_OPDRACHTEN_.
**1.** Beantwoord de volgende vragen over de tekst over menselijke evolutie.
(a) Hoe voelt iemand die werkelijk aan het evolueren is zich als hij enige stappen achteruit zet?
(b) Welke vier manieren waarop een ziel zich beweegt, noemt de tekst met een verwijzing naar de Vadan?
(c) Waarnaar vraagt men volgens de tekst het eerst als je een land binnenkomt?
**2.** Geef een vervolg op de tekst over menselijke evolutie dat aansluit op de laatste zin.

Menselijke evolutie

Niet alleen het menselijke ras heeft zich in de loop van de tijd, eeuw na eeuw, ontwikkeld, maar een individu ontwikkelt zich ook tijdens zijn leven. Met andere woorden: de mensheid ontwikkelt zich tijdens het leven van een wereld, terwijl een individu, als hij zich al ontwikkelt, dat tijdens zijn leven doet. Het is mogelijk dat het menselijke ras een tegengestelde richting neemt. In plaats van te evolueren kan het achteruit gaan en zo is het ook met individuen. Maar iemand die werkelijk aan het evolueren is zal niet achteruit gaan. Als hij enige stappen achteruit zou zetten dan zou hij zich ongemakkelijk en ontevreden voelen en zou hij weer vooruit gaan. Hij zal wellicht honderd keer achteruit gaan, maar vervolgens zal hij weer honderd keer vooruit gaan, want iemand die eenmaal de vreugde en het geluk van evolutie heeft ervaren zal er niet tevreden mee zijn als hij achteruit gaat. Bij het voelen van de ontevredenheid ervan zal hij voortgaan.

Het ritme van ieders evolutie is ongetwijfeld anders. Je kunt in de Vadan lezen dat de ene ziel kruipt, de andere ziel loopt, weer een andere ziel rent en nog weer een andere ziel vliegt. En toch leven ze op dezelfde aarde, onder dezelfde zon en worden ze allemaal menselijke wezens genoemd. Wat is het niet vreemd dat er in de huidige tijd een nieuwe spirit in de mensheid is ontwaakt en je de evolutie van de persoonlijkheid niet langer herkent! Wat je onderscheidt is de nationaliteit. Welk land je ook binnenkomt, het eerste waarnaar men vraagt is je paspoort. Het maakt niet uit welke evolutie je hebt en het maakt niet uit wat je ziel aan het ervaren is; zolang je een paspoort bezit dat je onderscheidt als zijnde een onderdaan van dit of dat land, dan is dat het belangrijkste. En heel vaak doen mensen veel moeite om te zeggen: ´Ik ben net zo goed als jij´. Maar stel je de brutaliteit ervan eens voor! Hoe beter je bent hoe minder je jezelf inschat. Degene die werkelijk beter is zou niet kunnen zeggen: ´Ik ben net zo goed als jij´. Dit betekent dat het bewustzijn van de huidige mens inferieur is. Hij zegt: ´Ik ben net zo goed als jij´, omdat hij zich onbewust in zijn mind inferieur voelt.

_GEGEVENS_.
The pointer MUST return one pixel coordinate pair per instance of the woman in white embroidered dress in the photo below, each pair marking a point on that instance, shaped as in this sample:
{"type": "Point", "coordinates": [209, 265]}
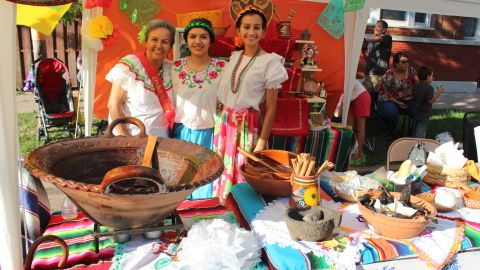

_ANTWOORDEN_.
**1.**
(a) Hij voelt zich ongemakkelijk en ontevreden, en daarom gaat hij weer vooruit.
(b) De ene ziel kruipt, de andere loopt, weer een andere rent en nog weer een andere vliegt.
(c) Men vraagt het eerst naar je paspoort.

**2.**
Wiens fout is dat? Je zou kunnen zeggen dat het de fout van de naties, van de rassen, van de educatie is en je zou kunnen veel andere excuses kunnen geven. Het is echter deze tijd, het is de spirit van deze tijd. Het is de fout van niemand. Toch is het tegelijkertijd niet nodig om in een soort bedwelming door een toestand heen te gaan. Het is beter te ontwaken tot de kennis van die toestand. Het is beter vertrouwd te raken met de werkelijke toestand van de huidige mensheid. Wanneer we de menselijke natuur vanuit een metafysisch standpunt bestuderen dan zullen we zien dat de oorsprong van de menselijke natuur dezelfde is als de oorsprong van alle andere dingen. En het centrale thema van die oorsprong is intolerantie. Zonder enige aanleiding is het eerste gevoel van de mens dat een ander niet dient te bestaan. Later wordt dat gevoel veranderd en wordt de mens sympathieker, harmonieuzer en voorkomender. Maar het eerste gevoel dat hij heeft is dat een ander niet zou moeten bestaan.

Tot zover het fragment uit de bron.